[Items from a data source]

# # # # # # #

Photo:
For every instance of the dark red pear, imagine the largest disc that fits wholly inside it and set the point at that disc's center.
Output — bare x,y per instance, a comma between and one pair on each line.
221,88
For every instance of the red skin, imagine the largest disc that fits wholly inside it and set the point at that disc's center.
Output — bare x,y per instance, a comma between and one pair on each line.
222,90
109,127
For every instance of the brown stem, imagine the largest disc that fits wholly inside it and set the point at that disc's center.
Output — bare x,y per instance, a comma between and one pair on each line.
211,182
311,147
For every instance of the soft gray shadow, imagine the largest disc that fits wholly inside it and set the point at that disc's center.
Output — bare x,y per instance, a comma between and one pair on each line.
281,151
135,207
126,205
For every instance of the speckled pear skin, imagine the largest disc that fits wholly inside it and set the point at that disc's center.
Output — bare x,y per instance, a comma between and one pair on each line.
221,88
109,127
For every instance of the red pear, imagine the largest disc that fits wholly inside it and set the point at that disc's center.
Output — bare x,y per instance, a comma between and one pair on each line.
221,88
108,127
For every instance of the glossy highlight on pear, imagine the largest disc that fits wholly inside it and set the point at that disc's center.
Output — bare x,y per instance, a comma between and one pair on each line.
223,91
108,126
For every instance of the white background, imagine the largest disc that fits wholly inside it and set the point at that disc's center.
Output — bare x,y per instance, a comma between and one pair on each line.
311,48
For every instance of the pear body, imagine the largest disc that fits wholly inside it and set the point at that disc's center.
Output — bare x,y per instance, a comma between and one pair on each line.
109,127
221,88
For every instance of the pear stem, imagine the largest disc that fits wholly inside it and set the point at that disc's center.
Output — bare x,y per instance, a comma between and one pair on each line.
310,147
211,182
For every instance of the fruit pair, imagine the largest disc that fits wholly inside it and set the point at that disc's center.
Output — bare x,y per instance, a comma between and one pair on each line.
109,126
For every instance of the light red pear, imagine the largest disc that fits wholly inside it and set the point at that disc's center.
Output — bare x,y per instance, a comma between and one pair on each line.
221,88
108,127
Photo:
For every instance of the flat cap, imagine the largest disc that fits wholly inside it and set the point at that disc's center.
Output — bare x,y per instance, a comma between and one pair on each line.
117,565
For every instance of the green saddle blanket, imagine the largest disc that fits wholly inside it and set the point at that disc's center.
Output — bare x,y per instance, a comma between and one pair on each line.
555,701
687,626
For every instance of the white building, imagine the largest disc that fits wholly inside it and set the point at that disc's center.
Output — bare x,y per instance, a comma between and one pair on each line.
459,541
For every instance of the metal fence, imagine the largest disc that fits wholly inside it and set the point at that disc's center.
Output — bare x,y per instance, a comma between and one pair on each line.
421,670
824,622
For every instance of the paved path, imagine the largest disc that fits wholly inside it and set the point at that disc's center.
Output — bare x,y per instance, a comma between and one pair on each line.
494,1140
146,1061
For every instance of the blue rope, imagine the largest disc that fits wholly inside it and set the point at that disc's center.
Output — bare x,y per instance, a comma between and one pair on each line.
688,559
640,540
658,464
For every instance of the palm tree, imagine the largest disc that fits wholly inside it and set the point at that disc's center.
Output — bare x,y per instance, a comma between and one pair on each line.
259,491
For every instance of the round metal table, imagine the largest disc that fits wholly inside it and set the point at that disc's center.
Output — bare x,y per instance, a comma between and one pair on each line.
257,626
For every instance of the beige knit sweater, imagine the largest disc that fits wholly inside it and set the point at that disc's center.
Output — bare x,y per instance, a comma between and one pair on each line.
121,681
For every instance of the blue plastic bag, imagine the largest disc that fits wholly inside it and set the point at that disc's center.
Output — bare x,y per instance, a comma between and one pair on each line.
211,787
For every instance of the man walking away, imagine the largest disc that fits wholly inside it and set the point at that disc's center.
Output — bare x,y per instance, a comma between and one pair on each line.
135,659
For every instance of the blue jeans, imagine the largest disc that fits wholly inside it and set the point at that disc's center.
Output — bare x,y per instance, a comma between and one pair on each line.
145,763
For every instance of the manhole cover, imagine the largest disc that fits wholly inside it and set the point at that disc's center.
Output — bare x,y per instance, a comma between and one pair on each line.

# # # # # # #

EXERCISE OBJECTIVE:
Line by line, reproduce the data above exactly.

ANSWER SECTION:
Photo:
For every instance of the dark red pear, imagine the largest disc that fits wholly inside it and set the point at that disc's center.
Output — bare x,y per instance, a comma between and one pair on each line.
221,88
For every instance of the red skin, imagine the largest disc that fits wholly inside it and set the point at that disc's center.
Output — bare x,y per instance, a comma between and one pair on each line.
222,90
109,127
For every instance of the brown stem, imagine the largest disc that fits wholly inside it and set the point at that disc's center.
Output — bare x,y per instance, a comma between and one pair on each line.
211,182
311,147
For every instance of the soft gray shadow, imagine the largest disc that fits wholly inside it and set the point at that disc's center.
Output — bare x,y per instance, a comma between and one pair on each line.
281,151
135,207
126,205
For every instance of the speckled pear skin, imagine the largest disc that fits wholly inside it and set the point at that disc's center.
Output — bare x,y per instance, a comma between and one pair on each line.
221,88
109,127
For every instance of the red pear, imagine the largest disc that fits wholly inside it and set the point at that disc's center.
Output — bare x,y per instance, a comma between and one pair on each line.
221,88
108,127
For every instance of the glossy highlight on pear, imagine the largest disc that fits wholly inside it and set the point at that disc's center.
Output — bare x,y per instance, a comma between and one pair on each line.
223,91
108,126
For every instance of the white background, imagine the largest disc that fits wholly inside it and set the point at that disc's center.
Output — bare x,y per instance, a comma between and one pair on each line.
311,48
For every instance of the pear body, imagine the largest disc that fits wholly inside it and set the point at that disc's center.
Output — bare x,y per instance, a comma between and one pair on each line.
109,127
221,88
For every instance of the pear stem, imagine the largest disc that fits wholly inside it and set the point at that disc's center.
Output — bare x,y per instance, a comma between and one pair on each line.
310,147
211,182
For every instance of the fruit pair, imagine the largest disc that fits wholly inside it and set the point at that disc's center.
Output — bare x,y per instance, a comma between and one pair on each line.
109,126
For every instance of the light red pear, imagine the largest disc that fits wholly inside it and set the point at that disc's center.
Output — bare x,y per instance, a comma between and one pair on each line.
221,88
108,127
Photo:
For every instance of the flat cap, imagine the largest disc that fits wholly inside it and set the point at that disc's center.
Output — bare x,y per instance, a comma between and one pair on each line.
117,565
For every instance of the green saddle blanket, imagine the largest disc that fits wholly inside it and set the point at that disc's center.
Output — bare x,y per instance, a comma between and one pair on each line.
555,701
687,626
For every instance of the white building, imagine the largest disc that fits wholly inside it and set the point at that disc's center.
Output — bare x,y per instance, a comma between and one pair on each line.
459,541
For every instance of the metal fence, imagine the largest disc that fits wholly inside it and set the point at that disc's center.
Output — bare x,y per instance, a comma between and one pair on each line.
421,670
824,622
For every instance of the paved path, imagine the largest disc that fits wholly inside it and set the point at that disc's center.
Output — bare x,y per instance, a comma between and one pair on each line.
494,1140
146,1061
For every instance of the blue rope, imagine the largest disc that fits wholly inside it and set the point at that disc's center.
Output — bare x,y per instance, a comma between and one pair on each line.
688,559
640,540
658,464
For every instance of the palm tree, imagine the largest disc that fits wholly inside it and set the point at that disc's center.
Output — bare x,y per instance, a comma between and one pair on each line.
259,491
For every instance of the round metal table, imagine the largest disc that fits wholly inside it and set the point at that disc's center.
Output — bare x,y per instance, a comma between and one pair on each line.
257,626
For every instance of the beige knit sweater, imagine the largest disc that fits wholly inside it and set the point at that disc's center.
Output — bare x,y per instance, a comma between and one pair on each line.
121,681
For every instance of the blue plastic bag, imagine the largest disc that fits wholly inside it and set the point at that disc's center.
Output — bare x,y per instance, a comma between and one pair on each line.
211,787
For every instance of the man walking away, imagine the largest disc that fits wholly inside it and set the point at that disc's center.
Output — bare x,y per instance, a comma between and one pair on each line.
135,659
For every instance of the blue jeans, imagine the largest disc that fits wholly inside it and set the point at that disc's center.
Output — bare x,y per instance, a comma between and one pair on each line.
145,763
For every instance of the manhole cover, imagine the largest disc that fits wholly inside it and set the point at that disc's center.
Output — bare x,y per instance, a comma between and one pair on each line.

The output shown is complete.